• Job item
Answer these questions using the forum thread below about a sqoop import:
(a) How many rows did the Employee table have?
(b) What does the reply from the user with a reputation of 47 say should be added to the SQL query?
(c) In the reply from the user with a reputation of 522, what is "-m 1" said to do?

• Text provided
Reputation: 1
I am getting 'Hands-on-Experience' with hadoop, sqoop, pig, flume, ...
In my local mysql
schema I have a table called Employee
with following structure:
`emp_id` int(11) NOT NULL AUTO_INCREMENT
`first_name` varchar(30) NOT NULL
`last_name` varchar(30) NOT NULL
`create_date` datetime NOT NULL
Employee table had four rows.
I ran the following sqoop command:
sqoop --options-file import.txt \
--query "select 1 as emp_id, 'Barry' as first_name, 'Williams' as last_name, '2016-04-20 15:41:00' as create_date from test.Employee where \$CONDITIONS" \
--target-dir /user/<username>/Employee \
--split-by emp_id \
-m 1
In the sqoop
command select ...
has data for only one row.
So, only one row should be inserted.
Result of the sqoop
command:
When I ran following command:
hdfs dfs -cat /user/<username>/Employee/part-m-00000
I got this:
1,Barry,Williams,2016-04-20 15:41:00
1,Barry,Williams,2016-04-20 15:41:00
1,Barry,Williams,2016-04-20 15:41:00
1,Barry,Williams,2016-04-20 15:41:00
Questions:
1) Why were four rows inserted instead of one?
2) Is it because there were four rows in the table when the `sqoop` command ran?
3) Is this a bug?
Thanks in advance.
Upvotes: 0
Views: 1347
Reputation: 47
No, it's not a bug. You are querying in wrong way.
You need to add LIMIT to your sql query. Updated query will look like following:
sqoop --options-file import.txt \
--query "select 1 as emp_id, 'Barry' as first_name, 'Williams' as last_name, '2016-04-20 15:41:00' as create_date from test.Employee LIMIT 1 where \$CONDITIONS" \
--target-dir /user/<username>/Employee \
--split-by emp_id \
-m 1
Upvotes: 2
Reputation: 1
Sqoop is working fine. Try to run this query against the database and you will see the output will be equal to the number of rows in that table.
Upvotes: 0
Reputation: 75
I dont know why you are getting 4 records. I am getting 1 record only in my system. Please add Limit 1 at the end of select... query after WHERE $CONDITIONS and see. hope this may work
Upvotes: 0
Reputation: 522
I am not sure if this is a bug but this is interesting, I never tried to execute sqoop command that way.
--split-by
the specified column (primary key) is used by sqoop to split work units.
-m 1
is forcing sqoop to use only 1 mapper.
You have a free form query import, based on the query sqoop should create only 1 row. My assumption is that you have both --split-by
& -m 1
options/arguments passed to the scoop; maybe --split-by
takes precedence over -m
. Usually sqoop executes with 4 mappers only job when -m
are not specified, I guess each mapper created 1 row of hardcoded fields in the sql statement.
Try your sqoop command without the --split-by
argument.
Upvotes: 0

Excerpts from a dataset:
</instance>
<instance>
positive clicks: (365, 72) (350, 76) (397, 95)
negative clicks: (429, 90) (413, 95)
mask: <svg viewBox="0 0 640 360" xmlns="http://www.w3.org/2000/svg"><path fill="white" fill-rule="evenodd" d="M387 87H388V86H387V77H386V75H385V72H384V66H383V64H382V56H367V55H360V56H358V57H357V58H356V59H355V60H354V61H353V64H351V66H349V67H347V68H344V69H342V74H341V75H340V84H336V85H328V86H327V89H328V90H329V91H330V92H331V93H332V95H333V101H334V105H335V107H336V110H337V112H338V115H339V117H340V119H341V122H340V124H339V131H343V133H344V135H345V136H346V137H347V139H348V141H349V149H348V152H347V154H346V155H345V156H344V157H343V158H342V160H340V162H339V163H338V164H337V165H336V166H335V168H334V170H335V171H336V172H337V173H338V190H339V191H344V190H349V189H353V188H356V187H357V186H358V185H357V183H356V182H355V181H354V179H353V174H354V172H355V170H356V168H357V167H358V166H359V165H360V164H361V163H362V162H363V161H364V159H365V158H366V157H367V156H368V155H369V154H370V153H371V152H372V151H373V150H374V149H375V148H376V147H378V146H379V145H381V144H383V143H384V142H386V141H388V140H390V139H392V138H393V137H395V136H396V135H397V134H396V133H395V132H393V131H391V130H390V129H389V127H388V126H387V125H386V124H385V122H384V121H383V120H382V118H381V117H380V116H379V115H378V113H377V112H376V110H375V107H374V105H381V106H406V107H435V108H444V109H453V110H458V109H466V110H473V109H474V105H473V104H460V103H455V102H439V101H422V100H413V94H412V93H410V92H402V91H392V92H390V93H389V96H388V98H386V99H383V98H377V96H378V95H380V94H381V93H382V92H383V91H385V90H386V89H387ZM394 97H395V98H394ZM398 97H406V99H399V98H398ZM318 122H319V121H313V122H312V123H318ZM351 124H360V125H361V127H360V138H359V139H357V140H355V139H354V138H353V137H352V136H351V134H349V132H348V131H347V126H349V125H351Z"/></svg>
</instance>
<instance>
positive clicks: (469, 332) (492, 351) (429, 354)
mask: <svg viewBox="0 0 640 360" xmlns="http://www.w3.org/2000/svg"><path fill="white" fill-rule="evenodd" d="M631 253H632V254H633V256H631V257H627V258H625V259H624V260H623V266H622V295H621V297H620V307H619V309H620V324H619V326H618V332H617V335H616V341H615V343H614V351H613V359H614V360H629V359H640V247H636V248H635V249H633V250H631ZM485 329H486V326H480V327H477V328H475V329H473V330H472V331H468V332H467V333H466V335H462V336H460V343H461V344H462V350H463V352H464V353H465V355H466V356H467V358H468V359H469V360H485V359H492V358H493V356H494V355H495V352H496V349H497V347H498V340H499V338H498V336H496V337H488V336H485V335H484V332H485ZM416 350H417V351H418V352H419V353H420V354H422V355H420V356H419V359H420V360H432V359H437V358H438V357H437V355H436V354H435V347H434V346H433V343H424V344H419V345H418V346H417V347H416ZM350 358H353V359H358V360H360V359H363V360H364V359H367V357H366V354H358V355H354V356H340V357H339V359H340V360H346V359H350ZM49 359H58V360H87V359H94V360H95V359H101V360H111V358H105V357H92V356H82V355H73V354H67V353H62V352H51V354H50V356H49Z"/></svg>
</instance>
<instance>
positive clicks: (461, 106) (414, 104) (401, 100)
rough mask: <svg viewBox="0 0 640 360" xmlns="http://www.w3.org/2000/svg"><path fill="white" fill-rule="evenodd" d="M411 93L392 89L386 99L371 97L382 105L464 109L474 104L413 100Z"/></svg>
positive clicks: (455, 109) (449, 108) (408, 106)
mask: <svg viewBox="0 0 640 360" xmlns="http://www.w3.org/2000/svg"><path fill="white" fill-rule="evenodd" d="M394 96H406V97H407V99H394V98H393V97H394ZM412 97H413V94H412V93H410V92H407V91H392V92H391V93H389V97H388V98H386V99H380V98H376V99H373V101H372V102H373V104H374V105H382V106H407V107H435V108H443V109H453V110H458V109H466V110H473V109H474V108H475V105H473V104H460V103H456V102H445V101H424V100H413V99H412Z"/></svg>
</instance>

• Answer box
(a) Four rows.
(b) LIMIT.
(c) It forces sqoop to use only 1 mapper.